• [WHAT YOU SHOULD DO]: From the items below, pull out every line that contains the word "vertical".

• [SUPPLIED ENTRIES]:
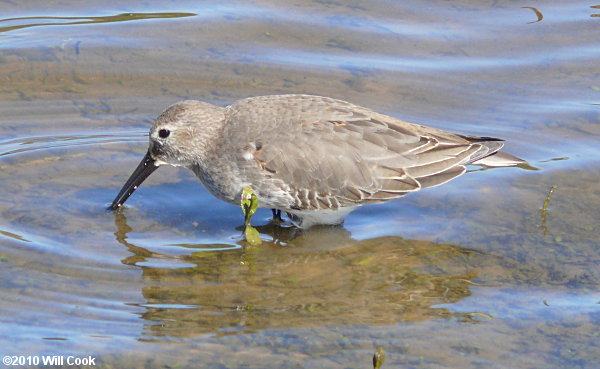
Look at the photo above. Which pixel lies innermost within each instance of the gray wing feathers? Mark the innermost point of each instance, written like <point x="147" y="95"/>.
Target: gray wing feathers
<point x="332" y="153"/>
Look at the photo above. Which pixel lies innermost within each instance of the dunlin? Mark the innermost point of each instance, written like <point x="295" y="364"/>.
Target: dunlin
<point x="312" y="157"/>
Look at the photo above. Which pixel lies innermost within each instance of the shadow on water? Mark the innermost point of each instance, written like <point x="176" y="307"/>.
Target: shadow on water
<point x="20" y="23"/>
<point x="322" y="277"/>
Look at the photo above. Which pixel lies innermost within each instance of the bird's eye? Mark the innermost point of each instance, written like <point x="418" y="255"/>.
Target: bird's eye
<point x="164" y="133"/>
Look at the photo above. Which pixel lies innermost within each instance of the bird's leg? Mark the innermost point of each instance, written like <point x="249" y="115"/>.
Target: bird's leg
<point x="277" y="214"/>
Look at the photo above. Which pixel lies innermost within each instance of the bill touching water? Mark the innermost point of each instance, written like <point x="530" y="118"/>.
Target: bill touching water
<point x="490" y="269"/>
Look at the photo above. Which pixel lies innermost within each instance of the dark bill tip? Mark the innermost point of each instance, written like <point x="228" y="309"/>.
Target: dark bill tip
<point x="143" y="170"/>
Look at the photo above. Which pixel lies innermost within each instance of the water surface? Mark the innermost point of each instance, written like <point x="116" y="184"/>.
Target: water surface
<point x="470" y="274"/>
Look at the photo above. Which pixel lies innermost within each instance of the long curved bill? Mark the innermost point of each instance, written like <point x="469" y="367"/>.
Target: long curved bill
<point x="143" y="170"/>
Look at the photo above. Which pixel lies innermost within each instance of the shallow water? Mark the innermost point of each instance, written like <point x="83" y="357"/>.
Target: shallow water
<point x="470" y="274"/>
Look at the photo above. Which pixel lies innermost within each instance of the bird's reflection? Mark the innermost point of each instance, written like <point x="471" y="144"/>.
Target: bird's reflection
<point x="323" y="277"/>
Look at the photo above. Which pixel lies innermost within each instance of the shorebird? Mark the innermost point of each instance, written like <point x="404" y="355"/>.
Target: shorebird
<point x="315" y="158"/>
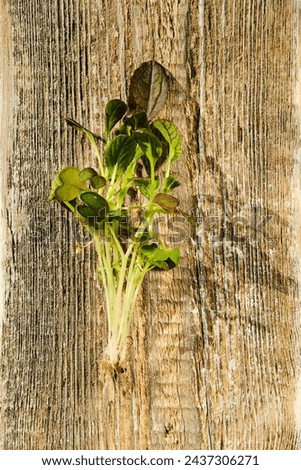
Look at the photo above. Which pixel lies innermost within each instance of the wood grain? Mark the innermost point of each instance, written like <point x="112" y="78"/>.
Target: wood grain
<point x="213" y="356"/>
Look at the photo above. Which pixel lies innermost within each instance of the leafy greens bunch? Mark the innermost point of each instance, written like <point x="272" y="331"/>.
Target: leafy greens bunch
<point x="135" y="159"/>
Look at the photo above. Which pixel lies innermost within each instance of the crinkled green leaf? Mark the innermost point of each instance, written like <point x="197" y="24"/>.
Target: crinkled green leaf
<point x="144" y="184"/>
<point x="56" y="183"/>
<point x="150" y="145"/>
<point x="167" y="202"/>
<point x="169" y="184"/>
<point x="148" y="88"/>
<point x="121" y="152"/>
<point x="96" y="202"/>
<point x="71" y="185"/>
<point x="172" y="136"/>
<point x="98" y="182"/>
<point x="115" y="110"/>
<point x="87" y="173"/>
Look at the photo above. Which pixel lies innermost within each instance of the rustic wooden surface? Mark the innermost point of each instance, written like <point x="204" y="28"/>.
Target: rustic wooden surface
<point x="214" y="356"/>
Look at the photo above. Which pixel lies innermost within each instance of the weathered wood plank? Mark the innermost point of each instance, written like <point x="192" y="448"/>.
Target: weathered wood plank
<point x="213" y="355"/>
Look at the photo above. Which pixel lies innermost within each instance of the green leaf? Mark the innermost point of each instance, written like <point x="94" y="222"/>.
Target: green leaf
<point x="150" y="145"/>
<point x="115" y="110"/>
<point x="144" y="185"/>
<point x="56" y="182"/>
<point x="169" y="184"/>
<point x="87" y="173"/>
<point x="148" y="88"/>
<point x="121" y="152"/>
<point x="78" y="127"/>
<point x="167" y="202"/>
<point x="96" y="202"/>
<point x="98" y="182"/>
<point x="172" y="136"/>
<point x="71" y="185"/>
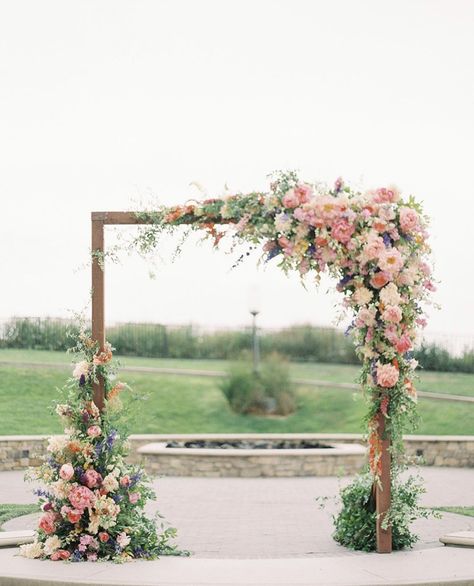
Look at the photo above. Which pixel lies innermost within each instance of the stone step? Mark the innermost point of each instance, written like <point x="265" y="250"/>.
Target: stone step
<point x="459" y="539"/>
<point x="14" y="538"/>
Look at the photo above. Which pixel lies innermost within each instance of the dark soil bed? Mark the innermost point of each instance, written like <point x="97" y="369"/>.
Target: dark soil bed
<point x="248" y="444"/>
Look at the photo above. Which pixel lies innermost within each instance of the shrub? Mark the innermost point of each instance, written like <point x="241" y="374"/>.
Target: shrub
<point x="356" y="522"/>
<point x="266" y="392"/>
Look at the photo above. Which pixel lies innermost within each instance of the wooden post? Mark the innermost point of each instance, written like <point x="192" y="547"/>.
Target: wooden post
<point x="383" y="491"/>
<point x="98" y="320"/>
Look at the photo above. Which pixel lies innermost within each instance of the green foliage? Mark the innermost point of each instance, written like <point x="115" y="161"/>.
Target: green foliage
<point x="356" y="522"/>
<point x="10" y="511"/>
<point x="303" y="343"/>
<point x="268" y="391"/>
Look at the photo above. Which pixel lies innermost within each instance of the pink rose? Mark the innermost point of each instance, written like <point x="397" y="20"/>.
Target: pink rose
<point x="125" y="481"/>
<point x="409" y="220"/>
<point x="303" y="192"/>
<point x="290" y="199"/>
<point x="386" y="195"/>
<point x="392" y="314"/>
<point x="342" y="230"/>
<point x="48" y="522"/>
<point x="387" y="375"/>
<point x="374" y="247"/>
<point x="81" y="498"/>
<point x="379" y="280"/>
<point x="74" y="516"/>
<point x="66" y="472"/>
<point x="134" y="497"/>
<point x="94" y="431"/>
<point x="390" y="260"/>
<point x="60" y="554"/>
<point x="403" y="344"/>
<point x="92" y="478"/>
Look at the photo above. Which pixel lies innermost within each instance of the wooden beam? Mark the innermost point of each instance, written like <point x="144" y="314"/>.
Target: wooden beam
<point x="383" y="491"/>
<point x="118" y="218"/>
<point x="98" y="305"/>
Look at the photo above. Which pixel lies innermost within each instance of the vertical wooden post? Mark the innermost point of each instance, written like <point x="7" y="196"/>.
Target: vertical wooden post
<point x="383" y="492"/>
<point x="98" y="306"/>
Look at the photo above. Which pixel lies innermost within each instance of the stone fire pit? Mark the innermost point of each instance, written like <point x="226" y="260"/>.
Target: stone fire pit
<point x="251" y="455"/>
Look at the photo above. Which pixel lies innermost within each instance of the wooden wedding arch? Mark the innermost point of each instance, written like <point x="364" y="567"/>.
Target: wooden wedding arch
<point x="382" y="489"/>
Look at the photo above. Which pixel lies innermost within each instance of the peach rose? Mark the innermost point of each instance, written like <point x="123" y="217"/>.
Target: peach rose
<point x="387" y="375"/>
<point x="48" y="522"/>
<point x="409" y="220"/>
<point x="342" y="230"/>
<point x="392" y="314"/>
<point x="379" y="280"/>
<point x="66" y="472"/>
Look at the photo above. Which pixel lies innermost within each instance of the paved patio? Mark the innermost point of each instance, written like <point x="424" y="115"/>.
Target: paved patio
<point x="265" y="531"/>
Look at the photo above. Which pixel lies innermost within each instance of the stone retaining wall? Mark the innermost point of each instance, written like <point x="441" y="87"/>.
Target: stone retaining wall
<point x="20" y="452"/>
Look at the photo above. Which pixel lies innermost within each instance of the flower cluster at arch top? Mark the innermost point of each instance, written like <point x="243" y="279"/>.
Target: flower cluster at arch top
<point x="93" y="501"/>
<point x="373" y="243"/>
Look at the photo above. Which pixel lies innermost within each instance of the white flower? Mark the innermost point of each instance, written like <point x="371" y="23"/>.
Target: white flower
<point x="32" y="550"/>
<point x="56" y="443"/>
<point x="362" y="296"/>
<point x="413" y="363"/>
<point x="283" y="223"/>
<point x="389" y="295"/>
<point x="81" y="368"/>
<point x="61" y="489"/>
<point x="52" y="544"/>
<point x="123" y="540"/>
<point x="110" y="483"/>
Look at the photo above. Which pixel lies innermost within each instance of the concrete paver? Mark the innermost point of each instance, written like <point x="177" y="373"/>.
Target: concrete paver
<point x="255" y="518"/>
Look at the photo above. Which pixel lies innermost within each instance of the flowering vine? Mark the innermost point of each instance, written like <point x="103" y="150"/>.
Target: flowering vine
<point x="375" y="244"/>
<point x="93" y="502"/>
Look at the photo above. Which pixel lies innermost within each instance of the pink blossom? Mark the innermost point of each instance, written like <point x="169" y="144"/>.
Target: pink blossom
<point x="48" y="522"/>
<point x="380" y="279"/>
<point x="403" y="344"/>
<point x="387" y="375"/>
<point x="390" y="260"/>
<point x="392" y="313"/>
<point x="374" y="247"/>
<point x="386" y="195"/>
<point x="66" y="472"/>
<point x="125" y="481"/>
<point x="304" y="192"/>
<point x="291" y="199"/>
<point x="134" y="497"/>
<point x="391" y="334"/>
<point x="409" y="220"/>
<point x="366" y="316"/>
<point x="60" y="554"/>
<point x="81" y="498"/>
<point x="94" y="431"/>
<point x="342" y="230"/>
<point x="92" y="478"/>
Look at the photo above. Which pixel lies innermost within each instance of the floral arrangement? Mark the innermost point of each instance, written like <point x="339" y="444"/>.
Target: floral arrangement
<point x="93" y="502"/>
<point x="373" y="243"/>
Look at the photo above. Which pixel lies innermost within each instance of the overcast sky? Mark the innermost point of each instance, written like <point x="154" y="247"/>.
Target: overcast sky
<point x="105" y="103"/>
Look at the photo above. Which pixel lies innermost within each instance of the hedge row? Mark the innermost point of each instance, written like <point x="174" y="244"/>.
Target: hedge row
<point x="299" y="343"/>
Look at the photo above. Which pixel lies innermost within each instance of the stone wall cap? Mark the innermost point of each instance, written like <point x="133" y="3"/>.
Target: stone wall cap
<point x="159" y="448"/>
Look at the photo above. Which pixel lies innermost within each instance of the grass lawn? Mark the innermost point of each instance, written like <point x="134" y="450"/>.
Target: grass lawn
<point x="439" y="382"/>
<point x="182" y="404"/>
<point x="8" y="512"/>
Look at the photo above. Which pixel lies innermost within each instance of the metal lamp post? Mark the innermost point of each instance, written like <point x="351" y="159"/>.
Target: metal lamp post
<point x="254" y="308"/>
==
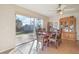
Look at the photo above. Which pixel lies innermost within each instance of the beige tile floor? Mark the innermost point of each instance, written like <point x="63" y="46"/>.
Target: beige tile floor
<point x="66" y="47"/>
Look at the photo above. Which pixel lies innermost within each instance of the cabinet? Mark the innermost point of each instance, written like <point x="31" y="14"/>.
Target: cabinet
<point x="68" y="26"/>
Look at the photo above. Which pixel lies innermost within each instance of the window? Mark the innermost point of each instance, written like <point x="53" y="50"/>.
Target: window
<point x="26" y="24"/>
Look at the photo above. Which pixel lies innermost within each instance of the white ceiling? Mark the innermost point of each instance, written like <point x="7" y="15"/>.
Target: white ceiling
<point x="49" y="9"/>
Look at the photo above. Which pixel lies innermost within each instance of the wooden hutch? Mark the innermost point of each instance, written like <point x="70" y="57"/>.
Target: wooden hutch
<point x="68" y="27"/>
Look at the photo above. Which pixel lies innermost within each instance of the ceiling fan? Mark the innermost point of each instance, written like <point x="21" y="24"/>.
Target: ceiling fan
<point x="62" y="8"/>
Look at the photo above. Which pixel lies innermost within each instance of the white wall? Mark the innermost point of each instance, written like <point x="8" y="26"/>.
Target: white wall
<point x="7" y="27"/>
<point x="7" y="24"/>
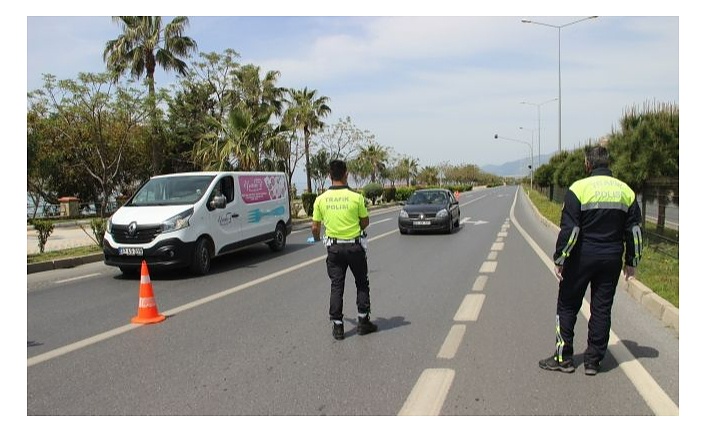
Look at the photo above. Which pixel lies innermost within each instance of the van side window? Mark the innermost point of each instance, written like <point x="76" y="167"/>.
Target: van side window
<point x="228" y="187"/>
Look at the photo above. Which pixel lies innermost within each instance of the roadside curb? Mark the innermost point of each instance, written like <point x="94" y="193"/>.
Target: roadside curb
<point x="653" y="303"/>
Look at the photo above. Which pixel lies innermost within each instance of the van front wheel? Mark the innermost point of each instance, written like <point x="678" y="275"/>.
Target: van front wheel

• [IN RESPONSE]:
Look at the photo above. Which pixel lies innermost within each instance of the vertical wooden post? Mark the innermost point of each instance, written like <point x="7" y="196"/>.
Target: vertical wooden post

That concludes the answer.